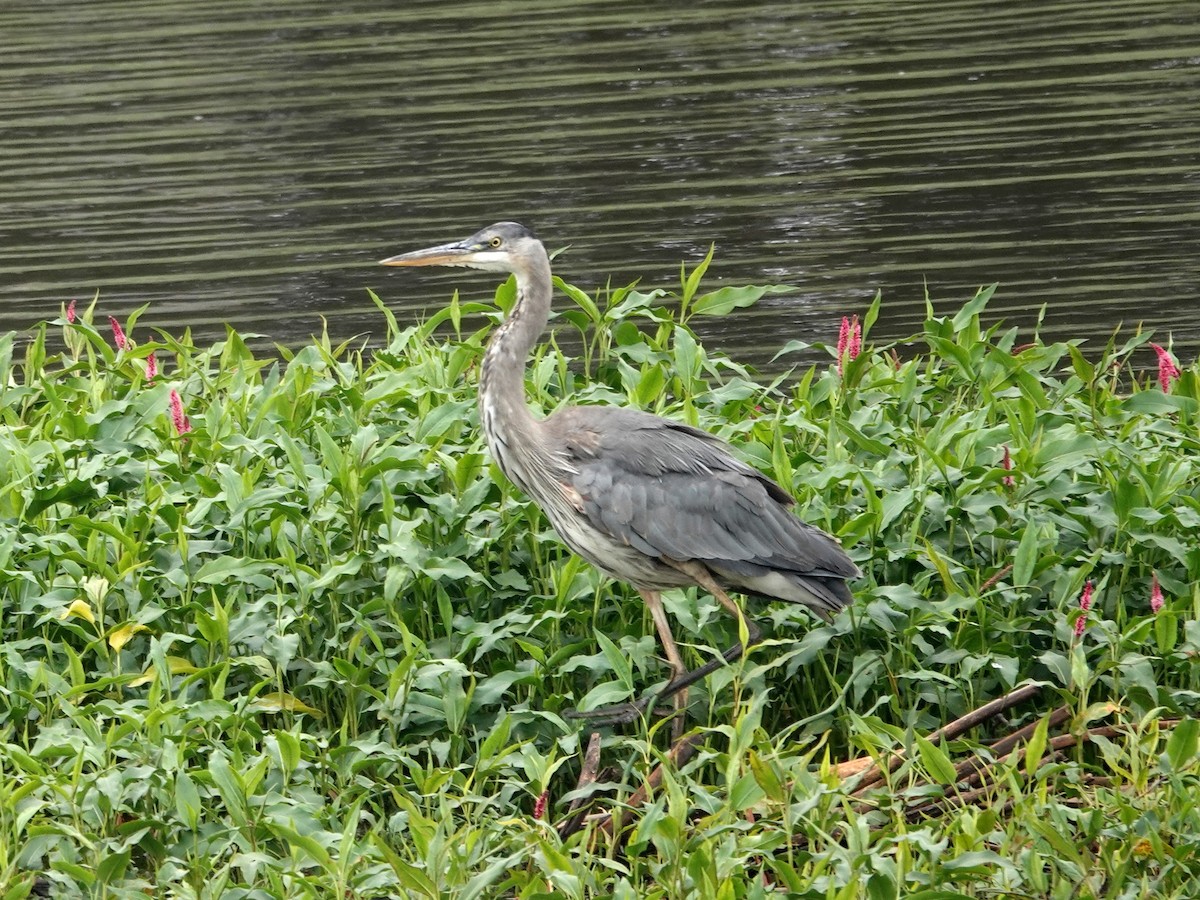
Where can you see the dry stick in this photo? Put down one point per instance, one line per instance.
(972, 769)
(681, 751)
(587, 775)
(948, 732)
(1056, 747)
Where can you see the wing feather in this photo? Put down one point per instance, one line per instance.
(672, 491)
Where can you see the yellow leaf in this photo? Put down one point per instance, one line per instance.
(95, 588)
(81, 609)
(123, 635)
(178, 665)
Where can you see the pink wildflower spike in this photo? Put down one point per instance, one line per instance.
(1156, 594)
(1167, 369)
(843, 342)
(850, 341)
(118, 334)
(1085, 604)
(177, 414)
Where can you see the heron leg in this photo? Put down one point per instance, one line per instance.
(625, 713)
(754, 634)
(654, 601)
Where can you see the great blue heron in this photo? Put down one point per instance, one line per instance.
(646, 499)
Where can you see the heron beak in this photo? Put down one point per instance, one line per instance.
(443, 255)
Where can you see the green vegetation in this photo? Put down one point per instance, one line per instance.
(316, 647)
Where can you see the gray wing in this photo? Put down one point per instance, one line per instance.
(669, 490)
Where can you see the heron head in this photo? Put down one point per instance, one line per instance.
(501, 247)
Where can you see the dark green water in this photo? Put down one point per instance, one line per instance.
(249, 162)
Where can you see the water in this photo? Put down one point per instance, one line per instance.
(250, 162)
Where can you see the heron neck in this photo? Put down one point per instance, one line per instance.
(507, 420)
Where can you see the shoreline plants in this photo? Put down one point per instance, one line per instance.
(275, 628)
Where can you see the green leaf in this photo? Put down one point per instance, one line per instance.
(1026, 555)
(936, 761)
(972, 307)
(1181, 747)
(724, 300)
(1037, 745)
(617, 660)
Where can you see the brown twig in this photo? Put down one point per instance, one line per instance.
(948, 732)
(679, 753)
(575, 813)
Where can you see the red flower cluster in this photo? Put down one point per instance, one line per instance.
(1167, 369)
(1085, 604)
(183, 425)
(850, 341)
(119, 337)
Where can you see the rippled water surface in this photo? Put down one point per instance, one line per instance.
(249, 162)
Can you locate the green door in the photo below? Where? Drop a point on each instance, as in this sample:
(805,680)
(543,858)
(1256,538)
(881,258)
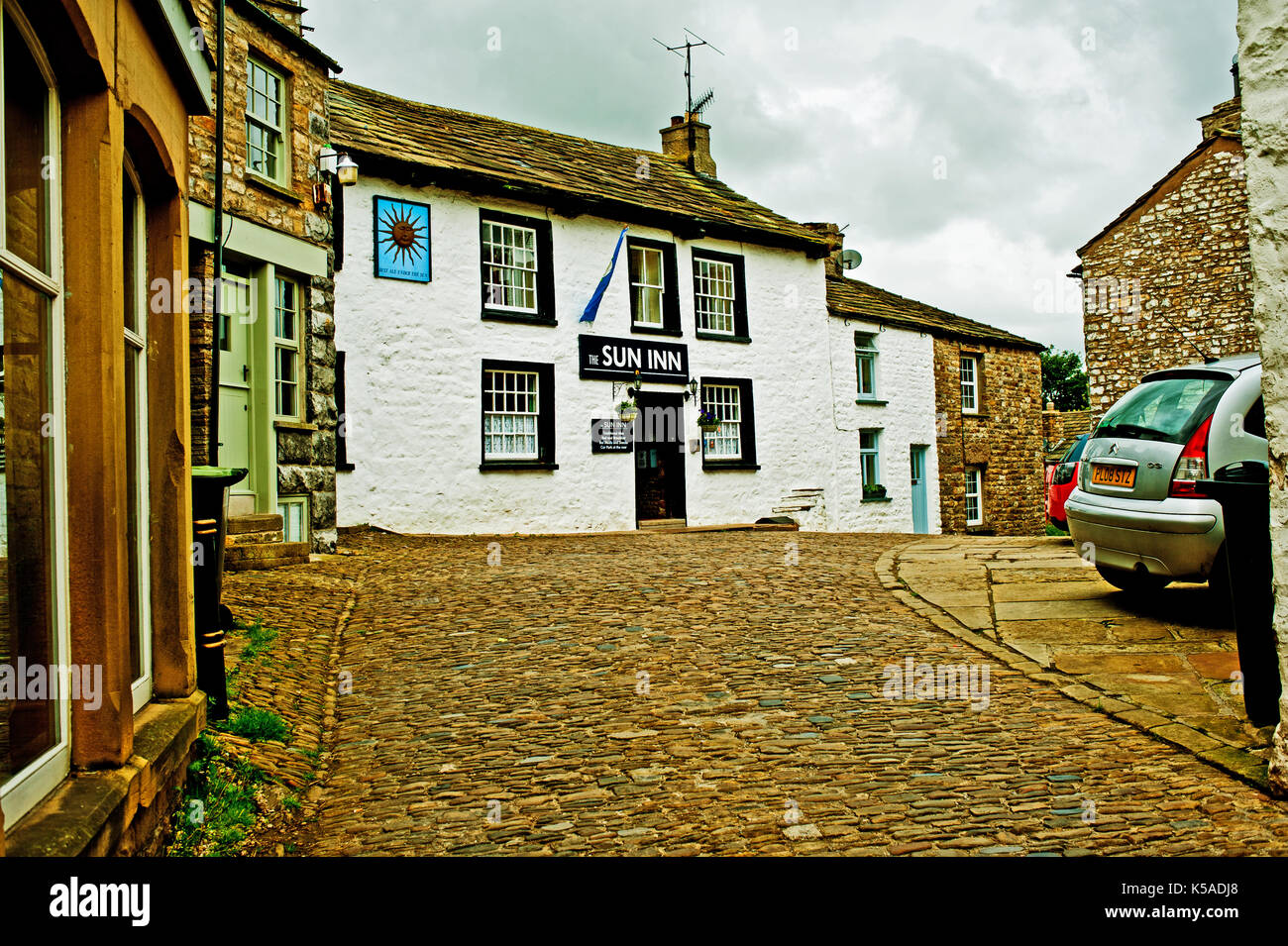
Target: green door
(235,379)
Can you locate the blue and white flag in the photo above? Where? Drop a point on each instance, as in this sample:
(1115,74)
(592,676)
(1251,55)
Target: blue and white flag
(592,305)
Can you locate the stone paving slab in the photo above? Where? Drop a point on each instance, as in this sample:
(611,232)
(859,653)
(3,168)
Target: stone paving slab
(501,709)
(1171,653)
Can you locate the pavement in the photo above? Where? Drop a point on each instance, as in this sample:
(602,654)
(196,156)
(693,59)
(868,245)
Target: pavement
(1166,662)
(702,693)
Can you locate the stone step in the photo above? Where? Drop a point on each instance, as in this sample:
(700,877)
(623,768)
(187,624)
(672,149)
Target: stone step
(259,521)
(266,564)
(254,538)
(266,550)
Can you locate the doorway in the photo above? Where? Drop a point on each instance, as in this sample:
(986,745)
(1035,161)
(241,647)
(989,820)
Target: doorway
(919,512)
(660,459)
(233,330)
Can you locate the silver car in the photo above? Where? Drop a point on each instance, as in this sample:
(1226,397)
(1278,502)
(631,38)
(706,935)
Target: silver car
(1137,501)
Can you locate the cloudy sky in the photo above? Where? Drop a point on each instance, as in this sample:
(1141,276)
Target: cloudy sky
(969,146)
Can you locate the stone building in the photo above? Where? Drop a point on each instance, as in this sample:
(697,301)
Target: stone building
(98,700)
(473,390)
(1262,39)
(987,412)
(1168,280)
(273,344)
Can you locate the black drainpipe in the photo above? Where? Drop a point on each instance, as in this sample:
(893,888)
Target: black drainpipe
(213,435)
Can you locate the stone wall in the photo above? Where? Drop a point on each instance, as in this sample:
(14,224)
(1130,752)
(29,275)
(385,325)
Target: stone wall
(1177,267)
(305,454)
(413,357)
(1263,73)
(1005,438)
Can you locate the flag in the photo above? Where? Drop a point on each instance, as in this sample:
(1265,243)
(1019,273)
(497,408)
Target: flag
(592,305)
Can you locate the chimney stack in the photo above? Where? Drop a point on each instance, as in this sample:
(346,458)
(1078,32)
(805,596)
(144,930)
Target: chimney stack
(836,240)
(688,139)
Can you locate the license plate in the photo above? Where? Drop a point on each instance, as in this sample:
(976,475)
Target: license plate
(1104,475)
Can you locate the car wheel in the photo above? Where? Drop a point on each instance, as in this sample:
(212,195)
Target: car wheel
(1134,581)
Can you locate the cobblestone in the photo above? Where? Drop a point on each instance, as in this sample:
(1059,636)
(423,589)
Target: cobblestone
(485,718)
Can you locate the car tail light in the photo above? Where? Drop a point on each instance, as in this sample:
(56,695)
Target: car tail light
(1192,465)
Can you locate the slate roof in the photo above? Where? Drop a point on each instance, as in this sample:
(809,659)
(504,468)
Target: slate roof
(429,145)
(855,299)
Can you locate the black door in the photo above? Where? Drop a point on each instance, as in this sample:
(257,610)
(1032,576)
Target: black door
(660,457)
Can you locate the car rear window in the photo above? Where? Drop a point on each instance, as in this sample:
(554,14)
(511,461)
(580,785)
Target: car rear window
(1168,409)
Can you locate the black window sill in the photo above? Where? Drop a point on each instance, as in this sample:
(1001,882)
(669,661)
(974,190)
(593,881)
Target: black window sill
(497,315)
(516,467)
(656,330)
(273,187)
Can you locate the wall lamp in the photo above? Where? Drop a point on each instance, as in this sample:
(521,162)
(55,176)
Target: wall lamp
(333,163)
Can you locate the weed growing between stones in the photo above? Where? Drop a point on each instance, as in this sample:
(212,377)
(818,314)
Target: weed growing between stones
(257,725)
(218,807)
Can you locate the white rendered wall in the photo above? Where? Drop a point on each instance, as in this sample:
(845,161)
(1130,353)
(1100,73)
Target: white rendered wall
(412,369)
(906,381)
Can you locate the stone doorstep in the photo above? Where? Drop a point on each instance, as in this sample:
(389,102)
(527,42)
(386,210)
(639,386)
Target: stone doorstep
(254,538)
(266,564)
(259,521)
(90,811)
(266,550)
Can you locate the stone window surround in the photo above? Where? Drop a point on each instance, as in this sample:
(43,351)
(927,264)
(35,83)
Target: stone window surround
(545,313)
(283,176)
(670,293)
(747,426)
(545,460)
(739,332)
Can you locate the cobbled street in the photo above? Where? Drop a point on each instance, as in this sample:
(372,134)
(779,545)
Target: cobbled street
(715,692)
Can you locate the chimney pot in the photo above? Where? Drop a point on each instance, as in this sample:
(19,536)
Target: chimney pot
(690,142)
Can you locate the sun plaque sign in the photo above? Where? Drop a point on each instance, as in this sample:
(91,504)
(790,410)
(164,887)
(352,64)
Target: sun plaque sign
(402,240)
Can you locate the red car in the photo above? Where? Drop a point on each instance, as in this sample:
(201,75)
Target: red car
(1061,477)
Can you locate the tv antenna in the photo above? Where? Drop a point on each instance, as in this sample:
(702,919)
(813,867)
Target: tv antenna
(688,47)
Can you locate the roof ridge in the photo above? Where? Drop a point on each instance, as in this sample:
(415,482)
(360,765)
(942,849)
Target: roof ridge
(507,121)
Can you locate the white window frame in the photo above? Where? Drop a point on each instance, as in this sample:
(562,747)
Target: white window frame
(533,392)
(137,348)
(639,288)
(725,403)
(26,788)
(870,452)
(303,502)
(866,353)
(282,344)
(974,490)
(493,266)
(970,385)
(706,293)
(274,134)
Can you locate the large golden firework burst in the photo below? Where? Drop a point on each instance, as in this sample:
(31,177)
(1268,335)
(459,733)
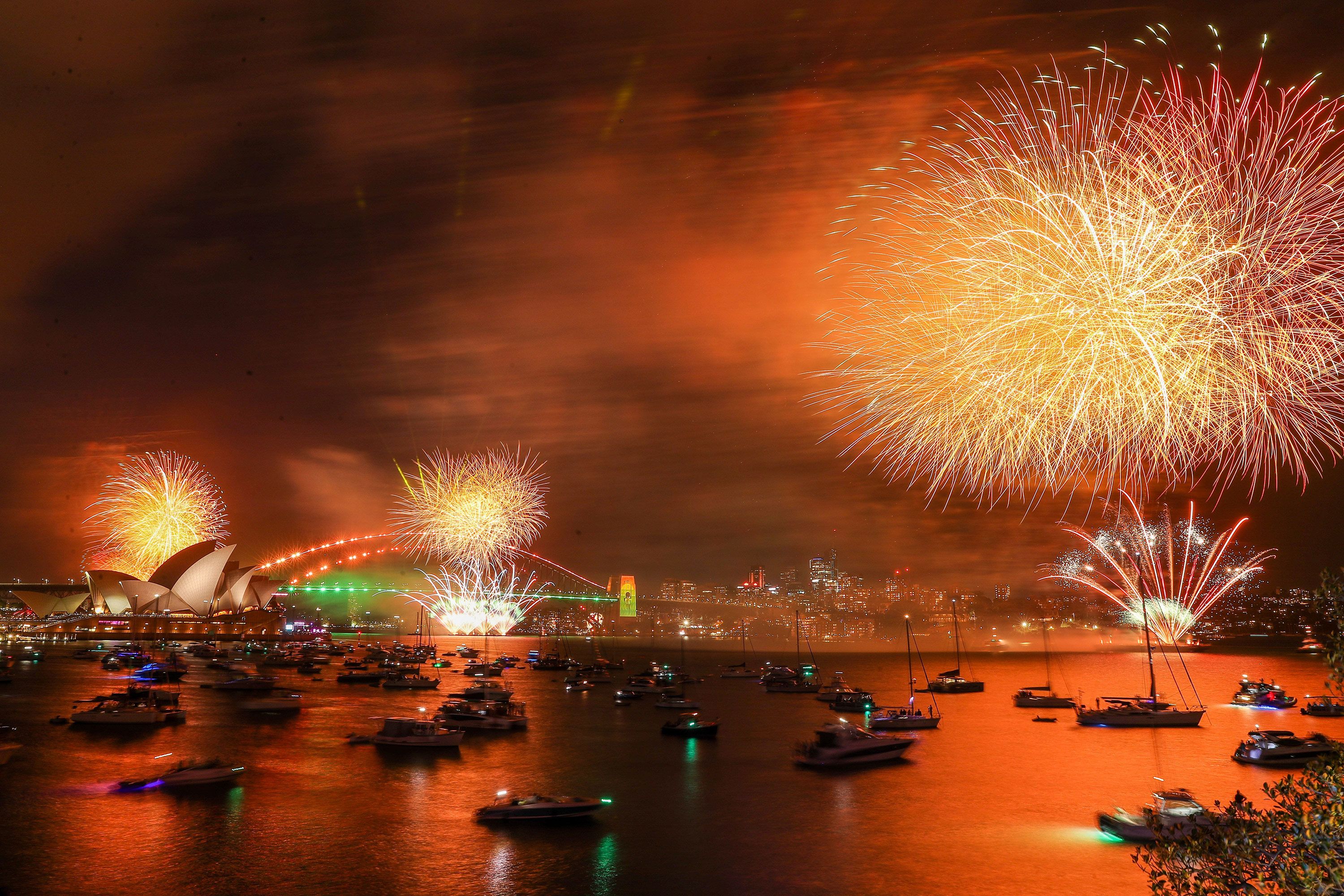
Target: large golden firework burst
(471,508)
(1101,283)
(156,505)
------------
The entries above, without their pictures, should be written out exactly.

• Exercise output:
Where can you see the dry stick in this photo? Put down one point per instance, one line per instance.
(972, 769)
(681, 751)
(587, 775)
(948, 732)
(1056, 747)
Where can you see the wing feather in this photo? Put down one point per instance, one line per instance.
(672, 491)
Where can you see the yellow leaf in this photo? Put down one point per instance, one line per instance.
(95, 588)
(81, 609)
(123, 635)
(178, 665)
Where can you see the pink wildflower spike in this photo? Put down one point per instance, one line per instance.
(1156, 594)
(1167, 369)
(843, 342)
(850, 341)
(118, 334)
(1085, 604)
(177, 414)
Where can you see the heron leg in this photo? Put down one point per instance, one line per instance.
(625, 713)
(754, 634)
(654, 601)
Where can you see the great blue heron in this photo? Put down one point per instance, one line per instance.
(646, 499)
Where can you see the heron beak in this photo? Put down one point per instance, one line per instance.
(443, 255)
Where can you see the green vegetation in this photo? Put down one point per instance, one line per instance.
(316, 647)
Where can you see the gray wing in this photo? Put down one point per instance, one line per instance.
(669, 490)
Where can you see the heron head in this photo? Put down one point per instance, one line per instance.
(501, 247)
Where can you see the dark green water in this photo? Put down one point per instance, one line per instance.
(249, 162)
Where can you see the water in this photo? Put down one point per instance, one line per instance.
(250, 162)
Where can you see the heron neck in this photo? Put down one point per instance, one line per instance.
(507, 420)
Where can you see the shoreline plants in this photo? Put down one point per instance, one line per instance.
(275, 628)
Where can you see the green leaf in this photo? Put down one point per instance, one line per instance.
(1026, 555)
(936, 761)
(972, 307)
(1181, 747)
(724, 300)
(1037, 745)
(617, 660)
Where can you see the brown twig in this photo? Put down one point per instance, one line per instance.
(948, 732)
(679, 753)
(575, 813)
Where can you see the red flower cluster in this photo? Put down one point per instance, one line per instance.
(1167, 369)
(1085, 604)
(183, 425)
(850, 341)
(119, 337)
Where can you see the rippled water surface in this photo? Put down one point per instance, one line per instance.
(249, 162)
Can you locate the green door in the photo below? Where? Drop a point on each instance, as in this sample:
(805,680)
(543,858)
(1256,538)
(881,258)
Target: green door
(235,379)
Can you locate the blue and white flag in the photo above? Where? Drop a point on each instance, as in this sample:
(1115,74)
(592,676)
(1251,55)
Target: blue and white flag
(592,305)
Can you locate the stone paving slab in the photo above? Where? Drop a point on each instance, as in this sample:
(611,232)
(859,653)
(3,168)
Target: stone paving slab
(501,709)
(1171,653)
Can you locate the pavement in the photo above? Where? Drop a point on each instance, as in this sample:
(602,654)
(196,156)
(693,59)
(868,245)
Target: pavement
(1166,662)
(702,693)
Can you locate the stone step in the photo above? Where? Drop a point on each instance, as in this sample:
(700,877)
(623,768)
(187,624)
(672,149)
Target: stone step
(259,521)
(266,564)
(254,538)
(266,550)
Can you locate the doorway in the photo above? Where? Drop a point on each instance, as in this sample:
(986,745)
(1035,161)
(241,647)
(989,820)
Target: doorway
(919,512)
(660,459)
(233,330)
Can you locate the silver car in the photo above? Where? Drop a point on each instance, as in this sample:
(1226,397)
(1278,502)
(631,38)
(706,935)
Target: silver car
(1137,501)
Can you locate the cloudy sky in the photo above? Where? Drop a point on each instance, as in this sample:
(1141,276)
Target: cloudy sky
(969,146)
Can you locate the stone building in the photo above? Where? Drop a point on each instance, as in this sample:
(697,301)
Target: stone building
(98,700)
(473,390)
(1262,39)
(987,412)
(1168,280)
(273,344)
Can you locate the black drainpipe in the photo above? Where? Drop a point on each instance, as in this sample:
(893,888)
Target: black drainpipe
(213,435)
Can you locate the stone wall in the photo above? Where? Drop a point on each instance, as in this sample:
(14,224)
(1130,752)
(29,275)
(385,325)
Target: stone wall
(1177,267)
(305,454)
(413,357)
(1263,73)
(1005,438)
Can you locate the flag in the photo above? Where? Drop a point on each instance, as in this sample:
(1265,243)
(1019,273)
(497,408)
Target: flag
(592,305)
Can you locate the chimney stack in the photo above? Where? Drop a point on each instance, as in this sample:
(346,458)
(1078,32)
(805,596)
(144,930)
Target: chimney stack
(836,240)
(688,139)
Can you locate the license plate in the photo above? Where? Drop a point on each instance, as in this sample:
(976,475)
Target: license plate
(1104,475)
Can you locate the car wheel in the photo above? Where? Drop a point on each instance, as in this sample:
(212,195)
Target: car wheel
(1134,581)
Can you locate the cobblestone in the photo above? Where? Drop a point on each instance, as in this sample:
(1059,636)
(423,589)
Target: cobblestone
(485,718)
Can you locate the car tail light in the photo above? Where? Drop a point on each instance, as in this sample:
(56,695)
Target: car tail light
(1192,465)
Can you locate the slate roof in the photo above? Where? Drop a point on each instance, as in this sample:
(809,659)
(504,468)
Target: slate roof
(429,145)
(855,299)
Can you locate the black door in the photo above? Where? Drop a point on each instance, as in this sample:
(257,610)
(1032,576)
Target: black door
(660,457)
Can you locate the car rear window in the photo above? Where? Drop a point on each instance, as in this sample:
(554,14)
(511,461)
(580,785)
Target: car rear window
(1168,409)
Can you locate the black window sill in the photo above? Where? Drop a point on each instance, as in this sample:
(1001,882)
(669,661)
(974,190)
(593,881)
Target: black window sill
(497,315)
(516,467)
(656,330)
(273,187)
Can you locate the wall lamp in the photo above? Where? Drop a point on each instance, as in this sample:
(521,162)
(55,176)
Target: wall lamp
(333,163)
Can you locate the weed growing between stones in the photo above? Where? Drop a point on each instance, as in this sample:
(212,377)
(818,314)
Target: weed growing between stones
(257,725)
(218,807)
Can you locate the white rendered wall in the photo above? Where? Drop a point on each instance, as in this sample:
(845,161)
(1130,353)
(1100,73)
Target: white rendered wall
(412,369)
(906,381)
Can you locate the stone doorstep in the photo above? Where? Drop a point on each instance, as in this sample:
(389,102)
(527,42)
(386,210)
(639,386)
Target: stone doorstep
(254,538)
(266,564)
(259,521)
(90,811)
(266,550)
Can you locate the stone window surround in the photo above? Where? Drop a point on each instance, as in this sample:
(43,351)
(927,264)
(35,83)
Target: stone window surround
(545,313)
(283,176)
(670,293)
(747,426)
(545,460)
(739,332)
Can you locate the cobbled street in the photo above? Where? Drop a point on each instance, as in this sample:
(372,134)
(779,545)
Target: cobbled street
(715,692)
Can you locate the chimney pot in the photo above? Where? Drop a point on each instance, as in this sample:
(19,536)
Target: chimney pot
(690,142)
Can you locate the sun plaque sign in the photo above? Where? Drop a point on each instance, as in this sample:
(91,504)
(790,410)
(164,887)
(352,64)
Target: sun plaque sign
(402,240)
Can you locate the red car in the photo above? Where? Drop a point on each instance, as in this sample:
(201,75)
Target: red car
(1061,477)
Can you locate the tv antenna in the photo above? Where? Drop a point on each instance, as in this sample:
(702,919)
(813,867)
Target: tv antenna
(688,47)
Can you locate the roof ridge in the photo above? Where? Drop a point on each instance, as in this sample:
(415,482)
(360,765)
(942,849)
Target: roof ridge
(507,121)
Can you locate the white window frame in the photo above? Where? Drop a point on each instance, as in this sample:
(562,747)
Target: white window frame
(533,392)
(137,348)
(639,288)
(725,403)
(26,788)
(870,452)
(303,502)
(866,353)
(282,344)
(974,490)
(493,266)
(970,385)
(706,293)
(274,134)
Can you locate the large golden firework burst in the photo below? Where? Drop a point on each instance, as in this sample:
(31,177)
(1268,335)
(459,733)
Target: large golden firework burst
(471,508)
(1101,283)
(156,505)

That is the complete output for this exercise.